------ TEXT PASSAGE ------

Tuesday, May 08, 2018

The Ruislip Riviera

The weekend that is reluctantly drawing to a close today has been the hottest May Bank Holiday recorded in the UK. And the hottest part of the UK? Our very own RAF Northolt where 28.7c was registered yesterday. The combination of a break, heat and blue skies did strange things to the minds of many of my fellow citizens who made for the open spaces in unfeasibly huge numbers.

In beautiful Ruislip the impact was at its greatest in the streets around the Lido. My curiosity piqued by many comments on Facebook groups, I cycled up to see for myself. The traffic on the main road from Ruislip High Street was at a standstill long before the turnoff into the little road that is the only  direct car access to the Lido. A warning sign informed motorists that the Lido was full but very few appeared to take any notice.
pic: Alan Pritchard on Facebook
At the entrance to the Lido, with a backdrop of cars attempting (utterly in vain) to enter a full car park then trying to turn round again, a steady stream of holidaymakers were tramping in to join those already encamped on the little beach. From the entrance it seemed pretty busy:
pic: It's one of mine


but up close it was staggering:
pic: Alan Pritchard on Facebook
Some of those in this throng had parked recklessly on the main road and were getting parking tickets; others had commandeered any strip of unused pavement they could find nearby.

I can understand why parents would wish to take their kids out to enjoy the fine weather. It's a shame that there are far too many of them for the geography to accommodate. And I must admit a bit of smug self-righteousness as I pedalled home past the stationary vehicles. Ironically there was plenty of parking not far away, on roads near to the woods that surround the Lido, but this is the sort of thing us locals keep quiet about.

Sunday, May 06, 2018

When in Mexico ...

This colourful ad was featured in my weekend paper. I have not the slightest interest in tacos but was intrigued, not to say bemused, by their suggestion that I should "celebrate this Mexican fiesta the authentic way". Yes, if I happened to be Mexican, then no doubt I would indeed wish to celebrate the 5th May by firing some pistols into the air, donning a huge sombrero and slumping down against the wall of the nearest cantina [These old clichés never die, do they? Ed]. As I am not, I couldn't actually care less what the authentic way is and see no reason to celebrate this day either authentically or in true Ruislip style by slumping in front of the television with some beer.

However, that is not the most interesting question we can ask. Surely, if us Brits are supposed to celebrate Mexican festivals then why not the other way round? Are there not adverts suggesting that they Celebre el festival británico de vacaciones bancarias de la manera auténtica?  And so we move straight on to the Avenida de Toros Enormos in Mexico City for the following little vignette as Juan knocks on the door of Pepito's shanty (and Graeme Garden and Barry Cryer wince from afar),

Juan: Pepito!
Pepito: Juan! You'll have had your te - quila
Juan: Well, no old friend but that can wait. Haven't you heard? It's the May Bank Holiday back in England. We should be celebrating it in the authentic way, according to an advert I saw posted up over by Mrs Naughtie's Refried Bean Bar.
Pepito: And what might the authentic way be?
Juan: We drive off for hours to the beach, enjoying the many scenic traffic jams on the way, park miles away from it, stagger along in the broiling sun, pay too much for some ice creams, wonder where the sea has gone and why everything stinks of seaweed, drive home with sunburn, light a barbecue in order to turn some cheap and nasty burgers into cheap and nasty lumps of charcoal and then listen to Juan Virgo saying "Where's the cue ball going?" for the umpteenth time in the snooker final.

------

OBJECTIVE A: Using the blog posts, decide whether each statement below is true. Answer yes or no for each and quote the words from the posts that settle it. (i) A temperature of 28.7c was registered at RAF Northolt. (ii) Most motorists heeded the warning sign saying the Lido was full. (iii) The writer has a keen interest in tacos.

------ EXERCISE DATA ------

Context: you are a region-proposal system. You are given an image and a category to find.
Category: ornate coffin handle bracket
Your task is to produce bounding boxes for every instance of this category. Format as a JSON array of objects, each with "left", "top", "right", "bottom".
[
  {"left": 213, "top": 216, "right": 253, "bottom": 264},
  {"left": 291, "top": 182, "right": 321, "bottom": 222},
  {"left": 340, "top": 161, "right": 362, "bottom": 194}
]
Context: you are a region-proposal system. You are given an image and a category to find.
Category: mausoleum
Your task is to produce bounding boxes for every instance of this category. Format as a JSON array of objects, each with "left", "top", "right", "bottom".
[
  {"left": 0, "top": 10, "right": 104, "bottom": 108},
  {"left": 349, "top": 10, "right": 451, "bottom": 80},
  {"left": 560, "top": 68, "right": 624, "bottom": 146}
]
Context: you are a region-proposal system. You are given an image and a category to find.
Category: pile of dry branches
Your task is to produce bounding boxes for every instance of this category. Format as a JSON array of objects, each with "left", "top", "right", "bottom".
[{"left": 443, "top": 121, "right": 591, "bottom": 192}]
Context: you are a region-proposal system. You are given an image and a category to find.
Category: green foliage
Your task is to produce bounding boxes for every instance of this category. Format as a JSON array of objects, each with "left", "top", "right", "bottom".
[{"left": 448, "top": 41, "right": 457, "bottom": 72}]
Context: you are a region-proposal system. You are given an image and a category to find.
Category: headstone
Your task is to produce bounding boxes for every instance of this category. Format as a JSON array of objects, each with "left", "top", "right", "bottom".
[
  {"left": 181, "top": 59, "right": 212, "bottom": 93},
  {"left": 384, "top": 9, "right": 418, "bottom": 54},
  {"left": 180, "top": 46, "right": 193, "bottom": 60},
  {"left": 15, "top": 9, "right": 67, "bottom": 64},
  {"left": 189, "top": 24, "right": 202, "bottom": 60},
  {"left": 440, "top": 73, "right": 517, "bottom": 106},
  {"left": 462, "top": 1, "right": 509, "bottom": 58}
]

------

OBJECTIVE B: Retype the part of the listing that opens with its first line and closes with the line containing "Category: ornate coffin handle bracket", both ends included.

COMPLETE OUTPUT A:
(i) Yes: "Our very own RAF Northolt where 28.7c was registered yesterday."
(ii) No: "A warning sign informed motorists that the Lido was full but very few appeared to take any notice."
(iii) No: "I have not the slightest interest in tacos"

COMPLETE OUTPUT B:
Context: you are a region-proposal system. You are given an image and a category to find.
Category: ornate coffin handle bracket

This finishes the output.